Rows from the dataset:
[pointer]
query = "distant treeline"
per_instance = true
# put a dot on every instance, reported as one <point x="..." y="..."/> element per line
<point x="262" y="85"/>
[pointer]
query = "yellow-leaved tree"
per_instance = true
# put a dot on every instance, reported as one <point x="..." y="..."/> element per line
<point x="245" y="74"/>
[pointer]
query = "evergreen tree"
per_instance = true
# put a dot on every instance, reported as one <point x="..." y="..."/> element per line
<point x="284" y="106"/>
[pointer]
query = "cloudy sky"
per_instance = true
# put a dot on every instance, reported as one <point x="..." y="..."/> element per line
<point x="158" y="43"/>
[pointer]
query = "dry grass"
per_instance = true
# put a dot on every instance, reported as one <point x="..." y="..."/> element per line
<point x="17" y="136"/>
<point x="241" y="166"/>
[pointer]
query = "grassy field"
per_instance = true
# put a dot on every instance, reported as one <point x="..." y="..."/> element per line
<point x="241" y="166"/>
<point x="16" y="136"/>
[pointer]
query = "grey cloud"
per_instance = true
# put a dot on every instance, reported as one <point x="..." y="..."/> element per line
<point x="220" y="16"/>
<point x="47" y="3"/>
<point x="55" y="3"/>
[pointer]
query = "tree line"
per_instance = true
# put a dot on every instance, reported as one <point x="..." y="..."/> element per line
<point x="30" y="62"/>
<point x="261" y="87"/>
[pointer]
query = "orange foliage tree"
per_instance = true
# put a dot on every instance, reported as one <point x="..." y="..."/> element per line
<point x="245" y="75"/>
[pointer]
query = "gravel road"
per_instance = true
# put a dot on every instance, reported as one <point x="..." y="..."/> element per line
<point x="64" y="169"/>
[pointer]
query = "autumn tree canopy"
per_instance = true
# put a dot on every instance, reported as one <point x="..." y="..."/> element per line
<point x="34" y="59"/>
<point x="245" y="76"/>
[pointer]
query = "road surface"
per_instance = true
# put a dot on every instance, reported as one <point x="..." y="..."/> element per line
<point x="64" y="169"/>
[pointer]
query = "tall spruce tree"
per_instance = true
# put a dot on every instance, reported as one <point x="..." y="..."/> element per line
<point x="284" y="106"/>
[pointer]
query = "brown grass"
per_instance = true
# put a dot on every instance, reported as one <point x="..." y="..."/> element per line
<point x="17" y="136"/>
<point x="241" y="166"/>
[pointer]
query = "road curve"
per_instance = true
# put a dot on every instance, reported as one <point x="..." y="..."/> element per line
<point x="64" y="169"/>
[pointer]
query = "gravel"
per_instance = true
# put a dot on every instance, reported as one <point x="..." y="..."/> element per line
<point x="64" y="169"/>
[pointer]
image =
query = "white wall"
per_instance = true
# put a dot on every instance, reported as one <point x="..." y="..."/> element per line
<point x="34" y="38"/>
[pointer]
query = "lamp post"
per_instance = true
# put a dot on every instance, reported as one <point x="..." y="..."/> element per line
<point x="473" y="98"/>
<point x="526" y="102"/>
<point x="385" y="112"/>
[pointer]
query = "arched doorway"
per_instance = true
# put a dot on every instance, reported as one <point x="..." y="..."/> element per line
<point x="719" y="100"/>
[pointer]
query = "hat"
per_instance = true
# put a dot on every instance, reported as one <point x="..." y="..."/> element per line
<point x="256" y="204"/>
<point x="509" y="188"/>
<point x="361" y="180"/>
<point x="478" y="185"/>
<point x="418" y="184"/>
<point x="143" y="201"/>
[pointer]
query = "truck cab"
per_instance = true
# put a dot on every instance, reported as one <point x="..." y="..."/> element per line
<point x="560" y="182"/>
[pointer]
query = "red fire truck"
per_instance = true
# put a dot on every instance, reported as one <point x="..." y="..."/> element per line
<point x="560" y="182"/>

==

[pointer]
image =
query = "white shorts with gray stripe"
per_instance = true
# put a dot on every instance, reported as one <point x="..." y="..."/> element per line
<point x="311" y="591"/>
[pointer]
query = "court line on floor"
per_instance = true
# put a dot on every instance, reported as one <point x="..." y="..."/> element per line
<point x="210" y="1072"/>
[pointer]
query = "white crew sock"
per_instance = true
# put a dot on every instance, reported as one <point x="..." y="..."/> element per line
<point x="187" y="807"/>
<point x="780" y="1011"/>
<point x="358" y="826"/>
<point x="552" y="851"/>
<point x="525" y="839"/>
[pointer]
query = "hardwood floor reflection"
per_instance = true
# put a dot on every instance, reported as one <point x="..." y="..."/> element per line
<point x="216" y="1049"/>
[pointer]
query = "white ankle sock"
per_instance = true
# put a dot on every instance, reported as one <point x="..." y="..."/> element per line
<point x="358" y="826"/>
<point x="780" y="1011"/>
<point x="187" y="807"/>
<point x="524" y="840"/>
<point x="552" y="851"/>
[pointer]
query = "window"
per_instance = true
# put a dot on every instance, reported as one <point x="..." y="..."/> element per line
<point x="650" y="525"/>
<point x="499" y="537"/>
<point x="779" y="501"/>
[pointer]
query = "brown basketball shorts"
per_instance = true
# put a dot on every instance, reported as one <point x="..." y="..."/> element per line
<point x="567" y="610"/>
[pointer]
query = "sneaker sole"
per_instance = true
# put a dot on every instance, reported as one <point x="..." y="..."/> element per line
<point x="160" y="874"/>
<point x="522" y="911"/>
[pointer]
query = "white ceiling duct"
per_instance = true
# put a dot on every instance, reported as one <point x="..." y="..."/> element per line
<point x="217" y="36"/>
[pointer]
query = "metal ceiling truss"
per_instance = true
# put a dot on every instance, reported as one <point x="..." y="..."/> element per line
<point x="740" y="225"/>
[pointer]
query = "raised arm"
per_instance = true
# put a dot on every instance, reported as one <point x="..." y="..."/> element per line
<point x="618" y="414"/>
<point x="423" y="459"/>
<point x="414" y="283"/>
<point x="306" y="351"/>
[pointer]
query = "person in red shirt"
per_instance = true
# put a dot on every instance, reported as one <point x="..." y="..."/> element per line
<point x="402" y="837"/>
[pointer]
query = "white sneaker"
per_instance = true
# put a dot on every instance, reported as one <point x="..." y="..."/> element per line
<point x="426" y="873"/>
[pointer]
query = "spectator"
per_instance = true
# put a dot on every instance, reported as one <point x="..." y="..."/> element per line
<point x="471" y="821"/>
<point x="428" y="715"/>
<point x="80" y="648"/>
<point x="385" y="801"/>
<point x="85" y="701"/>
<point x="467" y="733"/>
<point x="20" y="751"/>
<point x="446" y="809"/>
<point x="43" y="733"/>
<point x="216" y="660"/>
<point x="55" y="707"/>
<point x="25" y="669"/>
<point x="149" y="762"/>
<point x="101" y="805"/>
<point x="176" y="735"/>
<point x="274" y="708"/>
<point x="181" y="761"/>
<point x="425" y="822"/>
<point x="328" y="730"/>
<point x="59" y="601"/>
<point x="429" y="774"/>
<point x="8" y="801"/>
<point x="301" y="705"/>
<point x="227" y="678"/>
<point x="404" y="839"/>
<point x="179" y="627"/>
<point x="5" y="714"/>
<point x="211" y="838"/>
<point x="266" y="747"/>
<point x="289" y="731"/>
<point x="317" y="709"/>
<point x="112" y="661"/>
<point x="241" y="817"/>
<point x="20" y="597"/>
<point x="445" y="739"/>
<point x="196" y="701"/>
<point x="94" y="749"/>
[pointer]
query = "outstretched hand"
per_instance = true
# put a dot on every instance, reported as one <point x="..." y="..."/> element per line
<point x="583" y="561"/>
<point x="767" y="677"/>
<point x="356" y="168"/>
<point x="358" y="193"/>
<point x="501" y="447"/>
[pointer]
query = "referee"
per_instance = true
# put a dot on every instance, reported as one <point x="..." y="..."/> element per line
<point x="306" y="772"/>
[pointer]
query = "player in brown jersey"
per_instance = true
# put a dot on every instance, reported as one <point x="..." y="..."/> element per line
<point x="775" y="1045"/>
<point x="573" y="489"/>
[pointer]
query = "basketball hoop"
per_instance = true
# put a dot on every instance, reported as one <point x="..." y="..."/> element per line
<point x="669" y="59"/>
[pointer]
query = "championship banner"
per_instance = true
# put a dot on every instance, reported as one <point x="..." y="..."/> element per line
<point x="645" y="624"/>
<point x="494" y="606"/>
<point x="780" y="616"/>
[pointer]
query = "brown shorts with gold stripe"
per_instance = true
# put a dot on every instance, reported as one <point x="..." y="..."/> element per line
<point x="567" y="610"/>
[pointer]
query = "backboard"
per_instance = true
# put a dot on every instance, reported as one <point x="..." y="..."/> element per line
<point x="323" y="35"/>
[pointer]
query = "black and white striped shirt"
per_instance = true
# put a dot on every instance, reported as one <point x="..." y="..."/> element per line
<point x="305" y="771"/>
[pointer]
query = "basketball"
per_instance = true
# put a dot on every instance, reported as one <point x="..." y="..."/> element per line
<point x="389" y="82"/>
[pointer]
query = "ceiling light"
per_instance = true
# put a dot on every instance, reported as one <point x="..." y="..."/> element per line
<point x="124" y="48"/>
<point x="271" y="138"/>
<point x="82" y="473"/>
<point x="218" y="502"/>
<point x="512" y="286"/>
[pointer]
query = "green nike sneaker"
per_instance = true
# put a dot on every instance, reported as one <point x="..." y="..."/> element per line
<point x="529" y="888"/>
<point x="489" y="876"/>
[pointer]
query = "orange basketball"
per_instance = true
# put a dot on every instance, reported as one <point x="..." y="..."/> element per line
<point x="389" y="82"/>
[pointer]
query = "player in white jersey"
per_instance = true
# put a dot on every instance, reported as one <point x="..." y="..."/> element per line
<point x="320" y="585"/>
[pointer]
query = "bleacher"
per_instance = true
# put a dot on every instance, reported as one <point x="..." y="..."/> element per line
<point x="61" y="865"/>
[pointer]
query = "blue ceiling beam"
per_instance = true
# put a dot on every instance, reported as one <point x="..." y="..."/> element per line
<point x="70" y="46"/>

__What the exercise asks__.
Tally the lines of the entries above that contain the string "truck", and give only that number.

__Written reply__.
2